• WHAT NEEDS TO BE DONE: Quote all entries in full, exactly.

[Annotated coordinate records]
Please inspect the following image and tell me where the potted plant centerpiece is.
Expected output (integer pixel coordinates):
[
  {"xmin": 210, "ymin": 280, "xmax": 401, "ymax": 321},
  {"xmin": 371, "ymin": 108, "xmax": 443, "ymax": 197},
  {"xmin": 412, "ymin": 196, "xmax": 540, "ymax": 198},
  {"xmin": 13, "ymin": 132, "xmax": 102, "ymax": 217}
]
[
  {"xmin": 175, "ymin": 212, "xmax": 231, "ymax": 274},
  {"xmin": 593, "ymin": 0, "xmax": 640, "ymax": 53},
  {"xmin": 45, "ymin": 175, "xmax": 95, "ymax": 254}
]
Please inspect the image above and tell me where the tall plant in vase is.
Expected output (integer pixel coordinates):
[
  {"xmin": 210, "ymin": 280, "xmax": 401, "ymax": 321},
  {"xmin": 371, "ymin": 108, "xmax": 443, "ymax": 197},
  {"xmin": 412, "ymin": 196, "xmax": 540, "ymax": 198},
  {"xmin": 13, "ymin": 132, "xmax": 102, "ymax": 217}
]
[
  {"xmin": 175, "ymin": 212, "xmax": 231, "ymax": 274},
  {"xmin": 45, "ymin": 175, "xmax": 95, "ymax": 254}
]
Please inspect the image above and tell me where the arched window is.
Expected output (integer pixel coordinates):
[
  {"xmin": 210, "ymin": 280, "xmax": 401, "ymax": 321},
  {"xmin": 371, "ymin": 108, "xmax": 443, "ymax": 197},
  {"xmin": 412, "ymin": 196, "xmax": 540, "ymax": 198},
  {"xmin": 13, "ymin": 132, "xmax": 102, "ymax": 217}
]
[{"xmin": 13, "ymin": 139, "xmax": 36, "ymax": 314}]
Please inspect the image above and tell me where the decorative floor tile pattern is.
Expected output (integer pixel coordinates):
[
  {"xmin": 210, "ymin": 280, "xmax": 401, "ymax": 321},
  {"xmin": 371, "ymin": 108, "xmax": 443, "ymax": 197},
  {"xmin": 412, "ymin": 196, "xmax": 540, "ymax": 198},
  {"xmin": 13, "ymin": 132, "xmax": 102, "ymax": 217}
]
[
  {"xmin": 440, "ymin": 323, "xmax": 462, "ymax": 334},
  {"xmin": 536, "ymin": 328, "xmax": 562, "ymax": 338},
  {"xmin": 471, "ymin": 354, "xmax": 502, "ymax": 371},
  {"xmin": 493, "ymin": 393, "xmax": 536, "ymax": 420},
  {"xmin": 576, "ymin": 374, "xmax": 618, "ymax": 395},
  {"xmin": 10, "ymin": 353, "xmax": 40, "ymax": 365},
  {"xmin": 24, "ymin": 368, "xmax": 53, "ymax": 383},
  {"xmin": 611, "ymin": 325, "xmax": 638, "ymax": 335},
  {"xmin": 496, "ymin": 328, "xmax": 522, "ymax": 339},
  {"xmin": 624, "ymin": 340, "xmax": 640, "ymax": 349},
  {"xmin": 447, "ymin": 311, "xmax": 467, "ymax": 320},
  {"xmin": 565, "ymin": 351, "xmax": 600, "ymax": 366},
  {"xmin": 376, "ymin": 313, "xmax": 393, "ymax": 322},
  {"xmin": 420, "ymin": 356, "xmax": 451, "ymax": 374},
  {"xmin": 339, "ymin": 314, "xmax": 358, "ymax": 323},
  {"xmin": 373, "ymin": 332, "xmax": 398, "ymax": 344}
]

• SOLUTION TO THE PROBLEM:
Please inspect the following image and tell me where the potted plant centerpiece is.
Expected output (integer pixel coordinates):
[
  {"xmin": 210, "ymin": 280, "xmax": 401, "ymax": 321},
  {"xmin": 371, "ymin": 108, "xmax": 443, "ymax": 197},
  {"xmin": 412, "ymin": 196, "xmax": 540, "ymax": 198},
  {"xmin": 13, "ymin": 132, "xmax": 102, "ymax": 217}
]
[
  {"xmin": 175, "ymin": 212, "xmax": 231, "ymax": 274},
  {"xmin": 593, "ymin": 0, "xmax": 640, "ymax": 53},
  {"xmin": 45, "ymin": 175, "xmax": 95, "ymax": 254}
]
Please inspect the image above and tell me where the tall plant in vase is.
Expected output (integer pixel coordinates):
[
  {"xmin": 210, "ymin": 280, "xmax": 401, "ymax": 321},
  {"xmin": 371, "ymin": 108, "xmax": 443, "ymax": 197},
  {"xmin": 412, "ymin": 196, "xmax": 540, "ymax": 198},
  {"xmin": 13, "ymin": 132, "xmax": 102, "ymax": 217}
]
[
  {"xmin": 175, "ymin": 212, "xmax": 231, "ymax": 274},
  {"xmin": 45, "ymin": 175, "xmax": 95, "ymax": 254}
]
Please inspect the image above and tell me where the arched window is.
Expected output (integer pixel coordinates):
[
  {"xmin": 210, "ymin": 280, "xmax": 401, "ymax": 321},
  {"xmin": 371, "ymin": 108, "xmax": 443, "ymax": 197},
  {"xmin": 412, "ymin": 196, "xmax": 540, "ymax": 198},
  {"xmin": 13, "ymin": 132, "xmax": 102, "ymax": 217}
]
[{"xmin": 13, "ymin": 139, "xmax": 36, "ymax": 314}]
Please inspect the image above and tell me where the decorative floor tile pattern is.
Expected output (integer pixel coordinates):
[
  {"xmin": 210, "ymin": 280, "xmax": 401, "ymax": 321},
  {"xmin": 371, "ymin": 108, "xmax": 443, "ymax": 197},
  {"xmin": 412, "ymin": 196, "xmax": 540, "ymax": 198},
  {"xmin": 13, "ymin": 132, "xmax": 102, "ymax": 217}
]
[
  {"xmin": 440, "ymin": 323, "xmax": 462, "ymax": 334},
  {"xmin": 536, "ymin": 328, "xmax": 562, "ymax": 338},
  {"xmin": 471, "ymin": 354, "xmax": 502, "ymax": 371},
  {"xmin": 493, "ymin": 393, "xmax": 536, "ymax": 420},
  {"xmin": 576, "ymin": 374, "xmax": 618, "ymax": 395},
  {"xmin": 10, "ymin": 353, "xmax": 40, "ymax": 365},
  {"xmin": 24, "ymin": 368, "xmax": 53, "ymax": 383},
  {"xmin": 611, "ymin": 325, "xmax": 638, "ymax": 335},
  {"xmin": 496, "ymin": 328, "xmax": 522, "ymax": 339},
  {"xmin": 624, "ymin": 340, "xmax": 640, "ymax": 349},
  {"xmin": 447, "ymin": 311, "xmax": 467, "ymax": 320},
  {"xmin": 565, "ymin": 351, "xmax": 600, "ymax": 366},
  {"xmin": 376, "ymin": 313, "xmax": 393, "ymax": 322},
  {"xmin": 420, "ymin": 356, "xmax": 451, "ymax": 374},
  {"xmin": 339, "ymin": 314, "xmax": 358, "ymax": 323},
  {"xmin": 373, "ymin": 332, "xmax": 398, "ymax": 344}
]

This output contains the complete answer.